--- START ---

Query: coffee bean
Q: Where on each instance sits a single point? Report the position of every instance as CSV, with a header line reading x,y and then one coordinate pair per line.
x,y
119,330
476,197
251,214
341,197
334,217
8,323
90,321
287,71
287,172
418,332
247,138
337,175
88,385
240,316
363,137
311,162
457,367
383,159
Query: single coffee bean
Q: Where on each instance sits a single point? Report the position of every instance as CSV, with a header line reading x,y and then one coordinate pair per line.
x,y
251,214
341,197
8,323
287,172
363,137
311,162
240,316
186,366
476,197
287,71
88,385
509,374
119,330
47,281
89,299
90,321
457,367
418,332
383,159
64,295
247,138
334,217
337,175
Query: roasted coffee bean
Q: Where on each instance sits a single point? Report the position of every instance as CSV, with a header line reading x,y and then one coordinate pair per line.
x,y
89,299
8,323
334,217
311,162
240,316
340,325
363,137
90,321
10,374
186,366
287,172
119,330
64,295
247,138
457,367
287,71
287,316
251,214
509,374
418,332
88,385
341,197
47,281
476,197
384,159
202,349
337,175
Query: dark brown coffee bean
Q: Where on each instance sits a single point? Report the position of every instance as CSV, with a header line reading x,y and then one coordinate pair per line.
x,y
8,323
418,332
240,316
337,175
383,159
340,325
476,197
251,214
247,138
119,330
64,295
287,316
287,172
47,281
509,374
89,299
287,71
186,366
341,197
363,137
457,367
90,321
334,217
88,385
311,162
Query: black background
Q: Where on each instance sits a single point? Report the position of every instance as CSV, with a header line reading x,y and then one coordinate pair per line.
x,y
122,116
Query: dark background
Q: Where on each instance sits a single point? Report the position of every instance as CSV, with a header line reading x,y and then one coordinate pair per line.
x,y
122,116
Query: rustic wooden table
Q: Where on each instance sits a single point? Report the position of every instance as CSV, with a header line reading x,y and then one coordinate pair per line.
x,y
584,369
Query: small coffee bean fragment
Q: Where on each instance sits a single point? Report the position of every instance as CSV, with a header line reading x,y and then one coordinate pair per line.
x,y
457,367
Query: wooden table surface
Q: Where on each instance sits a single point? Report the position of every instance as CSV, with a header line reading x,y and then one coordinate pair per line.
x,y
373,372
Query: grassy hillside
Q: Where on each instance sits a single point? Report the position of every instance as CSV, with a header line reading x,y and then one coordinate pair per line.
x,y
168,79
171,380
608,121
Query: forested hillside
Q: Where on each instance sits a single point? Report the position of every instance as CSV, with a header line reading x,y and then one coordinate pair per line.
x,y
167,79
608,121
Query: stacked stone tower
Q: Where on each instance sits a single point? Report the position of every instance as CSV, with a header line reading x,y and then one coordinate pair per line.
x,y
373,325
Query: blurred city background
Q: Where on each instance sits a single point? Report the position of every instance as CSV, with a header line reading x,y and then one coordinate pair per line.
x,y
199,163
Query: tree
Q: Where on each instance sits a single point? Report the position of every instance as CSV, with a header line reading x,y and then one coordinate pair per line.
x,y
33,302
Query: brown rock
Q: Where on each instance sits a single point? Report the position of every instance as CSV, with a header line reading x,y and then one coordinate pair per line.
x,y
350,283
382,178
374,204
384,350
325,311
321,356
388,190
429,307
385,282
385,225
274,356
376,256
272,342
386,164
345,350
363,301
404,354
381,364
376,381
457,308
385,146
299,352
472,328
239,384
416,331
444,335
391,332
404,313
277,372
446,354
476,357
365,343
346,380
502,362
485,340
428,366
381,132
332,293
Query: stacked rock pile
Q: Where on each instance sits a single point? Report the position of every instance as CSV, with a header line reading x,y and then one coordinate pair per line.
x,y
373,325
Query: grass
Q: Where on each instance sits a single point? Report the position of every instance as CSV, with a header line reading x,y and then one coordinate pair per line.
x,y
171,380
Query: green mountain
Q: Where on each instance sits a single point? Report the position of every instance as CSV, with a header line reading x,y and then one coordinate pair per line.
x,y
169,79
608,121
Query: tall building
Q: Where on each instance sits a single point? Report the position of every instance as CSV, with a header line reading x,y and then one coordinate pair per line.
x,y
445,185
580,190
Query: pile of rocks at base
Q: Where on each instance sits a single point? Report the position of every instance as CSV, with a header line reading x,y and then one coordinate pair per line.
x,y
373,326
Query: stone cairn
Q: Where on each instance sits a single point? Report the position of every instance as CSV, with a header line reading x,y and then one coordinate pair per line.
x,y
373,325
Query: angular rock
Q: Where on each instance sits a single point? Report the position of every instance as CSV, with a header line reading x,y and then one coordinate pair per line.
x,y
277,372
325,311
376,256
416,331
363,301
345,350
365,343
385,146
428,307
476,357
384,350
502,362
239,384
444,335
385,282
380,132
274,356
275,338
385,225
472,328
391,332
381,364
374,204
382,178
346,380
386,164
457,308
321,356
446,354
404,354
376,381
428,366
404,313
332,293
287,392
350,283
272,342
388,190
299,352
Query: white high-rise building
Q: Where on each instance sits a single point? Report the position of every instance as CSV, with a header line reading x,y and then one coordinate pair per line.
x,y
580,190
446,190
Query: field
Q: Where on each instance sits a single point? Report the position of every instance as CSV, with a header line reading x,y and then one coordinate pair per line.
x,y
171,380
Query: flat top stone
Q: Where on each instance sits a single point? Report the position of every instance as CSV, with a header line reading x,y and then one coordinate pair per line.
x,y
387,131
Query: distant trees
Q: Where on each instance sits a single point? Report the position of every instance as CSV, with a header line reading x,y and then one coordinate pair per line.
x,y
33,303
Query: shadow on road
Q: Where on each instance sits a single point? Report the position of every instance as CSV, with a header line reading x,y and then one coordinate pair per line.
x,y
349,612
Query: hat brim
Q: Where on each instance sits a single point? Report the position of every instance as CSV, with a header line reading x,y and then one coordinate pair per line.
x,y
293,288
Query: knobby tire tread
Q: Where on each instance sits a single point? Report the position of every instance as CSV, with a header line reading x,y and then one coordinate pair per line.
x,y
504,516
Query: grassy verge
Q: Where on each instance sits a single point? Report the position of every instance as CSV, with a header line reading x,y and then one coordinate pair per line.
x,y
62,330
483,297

--- END ---

** Problem to work on **
Please copy, exactly and with nothing else, the lines above beginning at the line that has "Query: stacked rock pile" and ending with the line that has "Query: tall building".

** Output below **
Query: stacked rock pile
Q: Where on each instance sits a single point? Report the position of every instance as CSV, with a header line reading x,y and then one coordinate pair per line.
x,y
373,325
Query: grass
Q: Where on each instance sits a single point? Report the position of every instance as CSV, with a header line reading x,y and then one coordinate pair per line.
x,y
171,380
Query: green mountain
Q: Where on each instance sits a single point? Report the position of every instance as CSV, with a header line reading x,y and then one coordinate pair per line.
x,y
169,79
608,121
Query: tall building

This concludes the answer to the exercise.